* _Task prompt_:
Give back all of the data exactly.

* _Supplied records_:
------------------------------------------------------------------------

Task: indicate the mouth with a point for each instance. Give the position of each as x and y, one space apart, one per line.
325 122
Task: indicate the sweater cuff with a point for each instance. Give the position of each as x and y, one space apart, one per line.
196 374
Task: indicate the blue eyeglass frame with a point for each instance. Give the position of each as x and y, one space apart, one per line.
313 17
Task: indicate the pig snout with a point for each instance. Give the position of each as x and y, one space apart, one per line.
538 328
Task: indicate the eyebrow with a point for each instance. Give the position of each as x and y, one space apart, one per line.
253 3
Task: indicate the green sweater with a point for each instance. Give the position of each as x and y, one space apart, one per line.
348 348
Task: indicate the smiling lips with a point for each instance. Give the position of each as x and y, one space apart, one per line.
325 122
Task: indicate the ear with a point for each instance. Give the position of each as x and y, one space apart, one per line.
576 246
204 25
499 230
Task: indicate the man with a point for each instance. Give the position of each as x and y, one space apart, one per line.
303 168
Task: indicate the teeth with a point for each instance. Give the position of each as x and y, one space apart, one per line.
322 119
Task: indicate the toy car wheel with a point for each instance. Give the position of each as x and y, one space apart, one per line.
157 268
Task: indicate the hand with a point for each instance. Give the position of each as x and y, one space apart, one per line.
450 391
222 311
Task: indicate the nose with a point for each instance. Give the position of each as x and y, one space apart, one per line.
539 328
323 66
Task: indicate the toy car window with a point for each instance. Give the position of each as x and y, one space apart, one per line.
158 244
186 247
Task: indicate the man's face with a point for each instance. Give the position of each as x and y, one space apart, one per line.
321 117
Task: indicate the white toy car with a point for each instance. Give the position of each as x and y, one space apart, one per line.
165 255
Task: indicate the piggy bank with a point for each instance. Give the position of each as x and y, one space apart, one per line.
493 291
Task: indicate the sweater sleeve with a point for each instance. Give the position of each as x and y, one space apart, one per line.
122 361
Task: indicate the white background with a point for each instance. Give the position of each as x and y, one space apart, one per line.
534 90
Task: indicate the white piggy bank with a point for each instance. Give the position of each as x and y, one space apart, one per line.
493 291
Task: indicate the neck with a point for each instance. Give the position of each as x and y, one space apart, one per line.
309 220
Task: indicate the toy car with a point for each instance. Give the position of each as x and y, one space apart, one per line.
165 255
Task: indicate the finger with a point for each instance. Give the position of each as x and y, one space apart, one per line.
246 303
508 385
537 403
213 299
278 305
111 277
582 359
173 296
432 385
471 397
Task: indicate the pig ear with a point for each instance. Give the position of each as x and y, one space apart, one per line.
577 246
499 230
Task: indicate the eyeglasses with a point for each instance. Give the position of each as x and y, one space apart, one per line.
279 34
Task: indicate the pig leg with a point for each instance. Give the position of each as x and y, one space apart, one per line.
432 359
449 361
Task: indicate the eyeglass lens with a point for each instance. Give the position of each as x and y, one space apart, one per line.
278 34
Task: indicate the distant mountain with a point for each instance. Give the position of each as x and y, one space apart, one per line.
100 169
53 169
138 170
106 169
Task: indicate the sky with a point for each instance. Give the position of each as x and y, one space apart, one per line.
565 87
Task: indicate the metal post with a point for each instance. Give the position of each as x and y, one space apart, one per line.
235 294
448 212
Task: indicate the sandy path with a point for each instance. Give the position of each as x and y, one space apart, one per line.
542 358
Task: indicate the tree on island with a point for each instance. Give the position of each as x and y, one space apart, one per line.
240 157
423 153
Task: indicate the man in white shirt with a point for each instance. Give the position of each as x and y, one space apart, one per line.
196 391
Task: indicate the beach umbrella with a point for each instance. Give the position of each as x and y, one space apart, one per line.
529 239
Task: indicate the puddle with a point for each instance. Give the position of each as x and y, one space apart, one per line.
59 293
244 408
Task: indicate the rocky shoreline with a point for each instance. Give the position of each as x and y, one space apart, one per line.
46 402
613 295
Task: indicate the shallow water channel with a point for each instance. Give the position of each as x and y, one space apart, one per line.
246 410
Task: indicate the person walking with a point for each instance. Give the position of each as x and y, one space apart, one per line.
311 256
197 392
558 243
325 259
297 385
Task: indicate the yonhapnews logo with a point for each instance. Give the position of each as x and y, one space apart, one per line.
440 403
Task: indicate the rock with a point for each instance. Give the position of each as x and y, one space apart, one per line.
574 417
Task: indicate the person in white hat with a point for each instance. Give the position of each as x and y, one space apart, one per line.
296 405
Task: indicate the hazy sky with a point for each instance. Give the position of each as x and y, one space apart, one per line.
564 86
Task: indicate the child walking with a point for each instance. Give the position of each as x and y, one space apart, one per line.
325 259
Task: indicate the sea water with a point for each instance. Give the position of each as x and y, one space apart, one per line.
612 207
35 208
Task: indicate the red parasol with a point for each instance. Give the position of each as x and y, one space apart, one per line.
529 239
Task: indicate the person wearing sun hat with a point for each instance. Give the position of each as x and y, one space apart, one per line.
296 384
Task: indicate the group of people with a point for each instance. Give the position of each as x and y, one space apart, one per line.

------------------------------------------------------------------------

* _Task response_:
Task: indicate the mouth with a point for each instance. Give the position of each as x and y, one space apart, one per line.
325 122
Task: indicate the sweater cuff with a point for each instance. Give the position of each as x and y, one space apart, one per line.
196 374
Task: indicate the blue eyeglass frame with a point for each instance. Give the position of each as x and y, one space apart, one per line.
313 17
Task: indicate the pig snout with a point for each instance. Give the position of each as x and y, one space apart, one per line.
538 328
Task: indicate the eyebrow with a point for each instance. Give the position of each as x and y, one space apart, one per line.
253 3
Task: indicate the green sweater with a point for each instance. Give the position of each as x and y, one space apart, one per line.
348 348
Task: indicate the smiling lips with a point for each instance. Give the position of each as x and y, one space apart, one per line.
325 122
Task: indicate the ear with a point for each instance. Give the position of each as x and y, one space apart, one per line.
576 246
204 25
499 230
Task: indicate the man with a point for each instance. Give the position of each as x and y, one space apart, one per line.
303 168
Task: indicate the teeth with a point for each instance. Give the position of each as x and y, one space apart, one per line.
322 119
Task: indicate the toy car wheel with a point for each instance. Give the position of each as x and y, one space apart, one per line.
157 268
Task: indicate the hand with a point for each instance. Give the position of each as x and y, one space apart, one per line.
450 391
222 311
Task: indicate the nose with a point for each instance. Give the position of each as x and y, one space apart, one per line.
539 328
323 66
Task: indicate the toy car window with a point for each instance. Give the position of each as x and y, one space apart, one per line.
158 244
186 247
Task: indicate the man's face with a point for each instance. Give the position of each as x and y, one space apart, one per line.
321 117
Task: indicate the white toy car with a point for each instance. Give the position of each as x and y, one space apart, one per line.
165 255
Task: indicate the piggy bank with a point for each instance. Give the position of each as x and y, one space apart, one per line.
493 291
Task: indicate the sweater sleeve with a point for each instance. Give the position of each as x and y, one space apart, one per line.
122 361
Task: indicate the white background with a point for each instance. Give the position of each as x and y, one space apart, one per line.
534 90
Task: indicate the white piggy bank with a point for each instance. Give the position of each as x and y, one space apart, one per line.
493 291
Task: indicate the neck with a point for each instance. Give the position of each as x and y, one space apart, one per line.
309 220
Task: indicate the toy car with a point for each instance. Give the position of each as x and y, one space apart, one per line.
165 255
Task: indicate the finger with a point for each instance. Give the position of each as x and y, one space apart, one per line.
246 303
508 385
537 403
213 299
278 305
111 277
582 359
173 296
432 385
471 397
Task: indicate the pig ear with a point for each instance. Give the position of each as x and y, one space apart, one per line.
577 246
499 230
Task: indicate the eyeglasses with a point for each instance. Give the position of each as x and y, one space apart, one per line.
279 34
Task: indicate the pig leg with a point for each instance. Give the position of each as x and y, one space apart, one per line.
432 359
449 361
Task: indicate the eyeglass lens with a point for each instance. Give the position of each as x and y, one space apart, one per line.
278 34
Task: indicate the distant mountain with a point for each instance. Give the position of each as x and y, one space apart, one per line.
100 169
53 169
138 170
106 169
Task: indicate the sky with a point for each instance. Give the position of each as x and y, one space apart, one per line.
565 87
Task: indicate the metal post with a point for each instance. Give the position of each as x and y, one space apart, one per line.
235 294
448 212
Task: indicate the sandy path with a point for each instance. Give the position of each as x and y, one space apart, one per line.
542 358
Task: indicate the tree on island with a point for each instance. Give the position of each as x and y, one space apart, one per line.
240 157
423 153
Task: indicate the man in white shirt with a point for each instance. Give the position of each as x and y, one space apart, one per line.
196 391
Task: indicate the beach umbrella with a point for each instance. Give the position of each as x and y, one space apart, one per line.
529 239
Task: indicate the puddle with a point for each instance. Give the position of each as x and y, one space apart, one per line.
59 293
244 408
Task: indicate the rocky shoreline with a point for each instance. Give the position of each as x and y, one space apart, one per line.
46 402
613 295
Task: indicate the shallow water channel with a point for each instance. Give the position of each as x and y, one space apart, one per line.
246 410
Task: indicate the person walking with a point for each instance. Give the position of each as x and y, one space apart, one per line.
311 256
197 392
558 243
325 259
297 385
Task: indicate the yonhapnews logo with a point for each instance. Give the position of each as x and y, one space apart, one per line.
440 403
Task: indicate the rock with a point for each instance. Give the position of each as x and y, one space apart, one per line.
574 417
Task: indicate the person in white hat with a point for each instance. Give the position of each as x and y, one space apart, one per line.
296 405
Task: indicate the hazy sky with a point for each instance. Give the position of each as x and y, one space apart, one per line.
564 86
Task: indicate the child walking with a point for each instance. Give the position of each as x and y, one space apart, one per line.
325 259
Task: indicate the sea water with a point for each instance. Give the position of each as x and y, one space apart, one per line.
612 207
35 208
Task: indicate the red parasol with a point for each instance. Give the position of each as x and y, one space apart, one per line.
529 239
Task: indicate the person wearing sun hat with a point for each instance. Give the position of each as x and y, one space apart, one per line.
296 384
Task: indicate the group of people with a point for each instance. Give the position of each as x and y, one space apart, one per line.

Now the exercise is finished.